WHAT THE TASK REQUIRES:
Reproduce each record below in full, word for word, without images.

------------------------------------------------

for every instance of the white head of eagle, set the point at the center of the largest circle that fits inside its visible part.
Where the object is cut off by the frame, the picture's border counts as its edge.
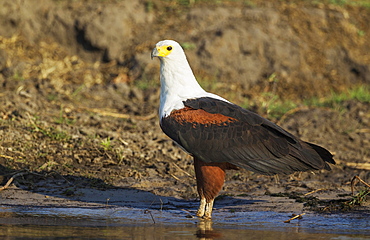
(178, 82)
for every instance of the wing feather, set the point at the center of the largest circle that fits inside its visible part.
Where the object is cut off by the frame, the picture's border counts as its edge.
(217, 131)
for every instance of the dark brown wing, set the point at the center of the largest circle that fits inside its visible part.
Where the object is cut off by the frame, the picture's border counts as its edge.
(217, 131)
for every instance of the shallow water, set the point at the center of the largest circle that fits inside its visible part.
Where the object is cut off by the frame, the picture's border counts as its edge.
(136, 223)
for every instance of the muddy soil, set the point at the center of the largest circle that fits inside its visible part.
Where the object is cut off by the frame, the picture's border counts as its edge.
(79, 111)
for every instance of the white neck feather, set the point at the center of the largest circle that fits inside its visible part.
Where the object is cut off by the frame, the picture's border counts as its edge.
(178, 84)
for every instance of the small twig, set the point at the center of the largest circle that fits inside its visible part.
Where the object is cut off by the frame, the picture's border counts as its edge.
(120, 115)
(178, 179)
(148, 211)
(299, 216)
(360, 180)
(314, 191)
(11, 180)
(5, 156)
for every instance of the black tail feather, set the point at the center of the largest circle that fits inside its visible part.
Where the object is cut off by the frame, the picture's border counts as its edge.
(324, 154)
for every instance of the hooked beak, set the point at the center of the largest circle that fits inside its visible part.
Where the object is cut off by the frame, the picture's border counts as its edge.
(154, 53)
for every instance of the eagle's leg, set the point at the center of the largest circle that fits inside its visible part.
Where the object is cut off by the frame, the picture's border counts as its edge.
(210, 179)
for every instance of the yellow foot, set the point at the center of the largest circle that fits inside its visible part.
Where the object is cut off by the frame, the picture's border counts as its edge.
(205, 209)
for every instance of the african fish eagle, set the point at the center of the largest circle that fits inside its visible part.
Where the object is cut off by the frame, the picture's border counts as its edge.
(221, 135)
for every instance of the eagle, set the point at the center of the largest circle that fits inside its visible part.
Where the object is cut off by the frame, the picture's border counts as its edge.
(221, 135)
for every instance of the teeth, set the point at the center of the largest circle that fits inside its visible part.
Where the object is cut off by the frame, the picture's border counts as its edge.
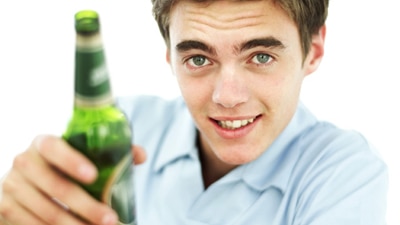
(234, 124)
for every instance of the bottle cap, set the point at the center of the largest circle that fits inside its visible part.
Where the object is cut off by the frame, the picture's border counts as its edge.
(87, 21)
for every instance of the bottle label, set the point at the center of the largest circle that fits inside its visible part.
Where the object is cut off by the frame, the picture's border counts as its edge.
(118, 191)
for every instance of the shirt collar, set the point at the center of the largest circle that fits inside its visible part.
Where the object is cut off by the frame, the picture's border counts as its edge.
(274, 166)
(180, 138)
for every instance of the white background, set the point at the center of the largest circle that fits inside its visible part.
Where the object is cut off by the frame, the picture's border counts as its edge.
(356, 87)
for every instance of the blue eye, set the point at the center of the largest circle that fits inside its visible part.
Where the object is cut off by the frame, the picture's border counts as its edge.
(261, 58)
(198, 61)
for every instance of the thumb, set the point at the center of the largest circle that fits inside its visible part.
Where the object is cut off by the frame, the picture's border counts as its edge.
(139, 155)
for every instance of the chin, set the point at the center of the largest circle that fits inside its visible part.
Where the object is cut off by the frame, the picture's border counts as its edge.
(237, 156)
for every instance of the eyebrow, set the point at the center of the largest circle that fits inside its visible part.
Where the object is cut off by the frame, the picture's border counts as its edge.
(267, 42)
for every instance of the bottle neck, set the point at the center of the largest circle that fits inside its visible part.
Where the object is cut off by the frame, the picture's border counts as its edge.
(92, 84)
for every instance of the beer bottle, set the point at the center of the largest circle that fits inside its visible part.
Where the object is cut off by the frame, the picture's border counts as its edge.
(98, 128)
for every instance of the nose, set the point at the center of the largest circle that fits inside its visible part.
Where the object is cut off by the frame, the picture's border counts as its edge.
(230, 88)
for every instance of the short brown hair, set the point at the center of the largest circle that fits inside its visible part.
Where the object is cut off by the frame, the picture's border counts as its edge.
(309, 15)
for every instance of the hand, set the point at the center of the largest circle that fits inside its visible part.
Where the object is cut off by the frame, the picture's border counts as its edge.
(37, 189)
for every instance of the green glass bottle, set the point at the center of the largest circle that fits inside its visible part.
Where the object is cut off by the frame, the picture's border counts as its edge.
(98, 128)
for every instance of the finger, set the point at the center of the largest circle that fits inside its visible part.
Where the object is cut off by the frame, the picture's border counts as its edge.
(12, 213)
(66, 159)
(69, 193)
(139, 155)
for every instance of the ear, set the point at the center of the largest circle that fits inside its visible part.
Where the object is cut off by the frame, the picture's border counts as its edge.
(316, 53)
(168, 56)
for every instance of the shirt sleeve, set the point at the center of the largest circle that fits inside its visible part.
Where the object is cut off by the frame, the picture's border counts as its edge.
(346, 185)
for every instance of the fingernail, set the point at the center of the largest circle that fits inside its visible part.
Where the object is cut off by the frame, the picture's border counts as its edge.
(38, 142)
(109, 219)
(87, 171)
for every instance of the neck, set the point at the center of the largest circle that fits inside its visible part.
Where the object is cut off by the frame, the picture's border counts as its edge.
(211, 166)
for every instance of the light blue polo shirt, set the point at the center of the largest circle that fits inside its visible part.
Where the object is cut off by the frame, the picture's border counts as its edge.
(313, 174)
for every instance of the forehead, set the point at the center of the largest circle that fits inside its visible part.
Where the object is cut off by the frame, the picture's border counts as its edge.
(190, 19)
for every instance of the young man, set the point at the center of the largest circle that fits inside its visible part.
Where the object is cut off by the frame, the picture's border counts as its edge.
(238, 148)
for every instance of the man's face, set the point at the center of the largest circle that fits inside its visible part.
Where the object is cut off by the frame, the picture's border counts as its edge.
(240, 67)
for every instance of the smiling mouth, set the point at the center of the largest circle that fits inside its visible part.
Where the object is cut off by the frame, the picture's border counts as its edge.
(235, 124)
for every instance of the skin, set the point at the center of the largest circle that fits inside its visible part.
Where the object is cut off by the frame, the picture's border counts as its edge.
(24, 191)
(237, 61)
(234, 60)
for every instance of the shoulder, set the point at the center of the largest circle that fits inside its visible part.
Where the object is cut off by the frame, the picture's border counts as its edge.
(343, 172)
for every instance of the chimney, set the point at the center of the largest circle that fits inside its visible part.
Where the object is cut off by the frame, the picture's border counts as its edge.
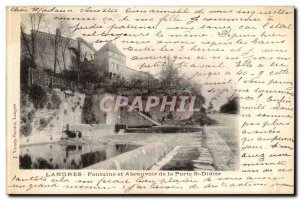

------------------------------------------------

RESPONSE BOX:
for every instance of the white head of eagle, set the point at the center of the largest circle that fits inside its visible part.
Where the object is cut off by the frame, the picture's border counts as its edge.
(178, 82)
for every instance of the wing feather, set the point at the center of the largest circle that fits inside its visible part.
Where the object is cut off by the frame, the picture's border counts as its edge.
(217, 131)
for every instance of the dark brown wing, set the point at the center of the largest circle that fits inside its visible part.
Where the object is cut off by the frame, the picture's border counts as its edge.
(217, 131)
for every instance of the shallow water, set the point at the center of the largest circle that fits inside its visible part.
Where the object is cut off by the frame, the picture's border counts as its edge.
(136, 223)
for every instance of the muddy soil, set the point at the center of the largest circle that fits inside its visible part.
Where the object is cut off by the frame, the picture's border counts as its edge.
(79, 111)
for every instance of the white neck feather, set the point at the center of the largest circle that fits inside its visible part.
Where the object is cut off by the frame, the picture's border counts as its edge.
(178, 84)
for every instance of the small twig, set the point at the center of the largest circle that fits inside its visible part.
Where the object is cut off by the frame, the picture's border counts as its edge.
(120, 115)
(178, 179)
(148, 211)
(299, 216)
(360, 180)
(314, 191)
(11, 180)
(5, 156)
for every instance of the black tail feather, set the point at the center of the largest circle that fits inside its visible part.
Where the object is cut off by the frame, the picture's border counts as its edge.
(324, 154)
for every instance of the hooked beak, set the point at the center of the largest circle that fits inside its visible part.
Where the object is cut off by the frame, the picture's border counts as its edge.
(154, 53)
for every instance of the eagle's leg, set the point at the center of the largest circle that fits inside its visible part.
Where the object is cut off by the frame, the picture's border counts as its edge.
(210, 179)
for every instance of the yellow foot, set the point at the center of the largest circle that fits inside its visible part.
Where the object is cut off by the frame, the picture's border counts as its edge.
(205, 209)
for every instance of the african fish eagle, set the point at the center of the largest circle that fits inside its visible part.
Where the object is cut off by the frame, the picture's border counts as its edge.
(221, 135)
for every instance of the eagle, set the point at the center of the largest circle that fits inside its visible part.
Where the object is cut off by the frame, the picture's border counts as its edge.
(221, 135)
for every instance of the teeth, set the point at the center of the largest circle that fits inside its visible part.
Where the object is cut off by the frame, the picture's border counts as its edge.
(234, 124)
for every instance of the bottle cap, set the point at the center of the largest circle that fits inside its visible part.
Where the object is cut off by the frame, the picture's border counts as its edge.
(87, 21)
for every instance of the bottle label, set the point at the center of the largest circle that fits inside its visible part.
Where the object is cut off by the frame, the picture's border counts as its edge.
(118, 191)
for every instance of the shirt collar, set the point at the center of the largest circle that fits inside its visible part.
Where the object is cut off by the frame, the picture's border counts as its edge.
(274, 166)
(180, 138)
for every instance of the white background, set the point at the center of the largest circle that fits inside its visible part.
Where the object is cut off by the frame, the picture's border counts as its edge.
(356, 87)
for every instance of the blue eye, set the point at the center of the largest circle that fits inside its visible part.
Where the object is cut off by the frame, the picture's border counts as its edge.
(261, 58)
(198, 61)
for every instance of the thumb, set the point at the center of the largest circle that fits inside its visible part.
Where the object is cut off by the frame, the picture's border counts as its edge.
(139, 155)
for every instance of the chin, set the point at the center of the largest circle that fits inside its visible part.
Where the object is cut off by the frame, the picture's border counts as its edge.
(237, 156)
for every instance of the eyebrow, set the point at the center of the largest circle that fits inside its visible part.
Where the object is cut off by the frame, the picture's border counts as its edge.
(267, 42)
for every instance of the bottle neck, set the point at the center of the largest circle that fits inside its visible part.
Where the object is cut off by the frame, the picture's border counts as its edge.
(92, 84)
for every instance of the beer bottle, set the point at the center of the largest circle that fits inside its visible part.
Where the object is cut off by the frame, the picture's border counts as its edge.
(98, 128)
for every instance of the nose, set the point at the center of the largest circle that fits inside its visible part.
Where the object is cut off by the frame, the picture's border counts as its edge.
(230, 88)
for every instance of the short brown hair, set the point at the center of the largest circle that fits inside its visible part.
Where the object is cut off by the frame, the picture's border counts as its edge.
(309, 15)
for every instance of the hand, set the point at the center of the largest circle that fits inside its visible part.
Where the object is cut off by the frame, the picture's border counts as its edge.
(37, 189)
for every instance of the green glass bottle, set the point at the center of the largest circle that fits inside its visible part.
Where the object is cut off by the frame, the picture's border counts as its edge.
(98, 128)
for every instance of the finger, set the point at the center of the largest circle that fits inside its visible part.
Where the object is cut off by the frame, the picture's border counts as its edge.
(12, 213)
(66, 159)
(69, 193)
(139, 155)
for every instance of the ear, set the point at the center of the largest circle that fits inside its visible part.
Where the object is cut off by the frame, the picture's border counts as its edge.
(316, 53)
(168, 56)
for every instance of the shirt sleeve, set the point at the center of the largest circle that fits inside its visible part.
Where the object is cut off by the frame, the picture's border counts as its edge.
(346, 185)
for every instance of the fingernail, set the point at the center of the largest circle that fits inside its visible part.
Where the object is cut off by the frame, the picture's border counts as its edge.
(38, 142)
(109, 219)
(87, 171)
for every instance of the neck, set the point at the center of the largest circle that fits inside its visible part.
Where the object is cut off by the frame, the picture's border counts as its edge.
(211, 166)
for every instance of the light blue polo shirt, set the point at the center of the largest circle that fits inside its visible part.
Where the object is cut off by the frame, the picture's border counts as its edge.
(313, 174)
for every instance of the forehead, set the point at the center of the largest circle that fits inside its visible part.
Where the object is cut off by the frame, the picture's border counts as its edge.
(190, 19)
for every instance of the young man, set the point at the center of the largest circle that fits inside its visible part.
Where the object is cut off by the frame, the picture's border counts as its edge.
(238, 148)
for every instance of the man's face, set the point at the center of the largest circle that fits inside its visible part.
Where the object is cut off by the frame, the picture's border counts as its edge.
(240, 67)
for every instance of the smiling mouth, set the point at the center of the largest circle that fits inside its visible part.
Where the object is cut off by the frame, the picture's border counts as its edge.
(235, 124)
for every instance of the skin, set the point at the center of the largest circle that fits inside its visible part.
Where the object is cut off by the frame, the picture's border counts as its edge.
(24, 191)
(237, 61)
(234, 60)
for every instance of the shoulder, set the point at the center of the largest circle that fits inside its visible part.
Where the object is cut off by the frame, the picture's border counts as its edge.
(343, 172)
for every instance of the chimney, set the point at the center of the largest circle that fits inside its visible part.
Where the object is cut off by the frame, the picture's border counts as its edge.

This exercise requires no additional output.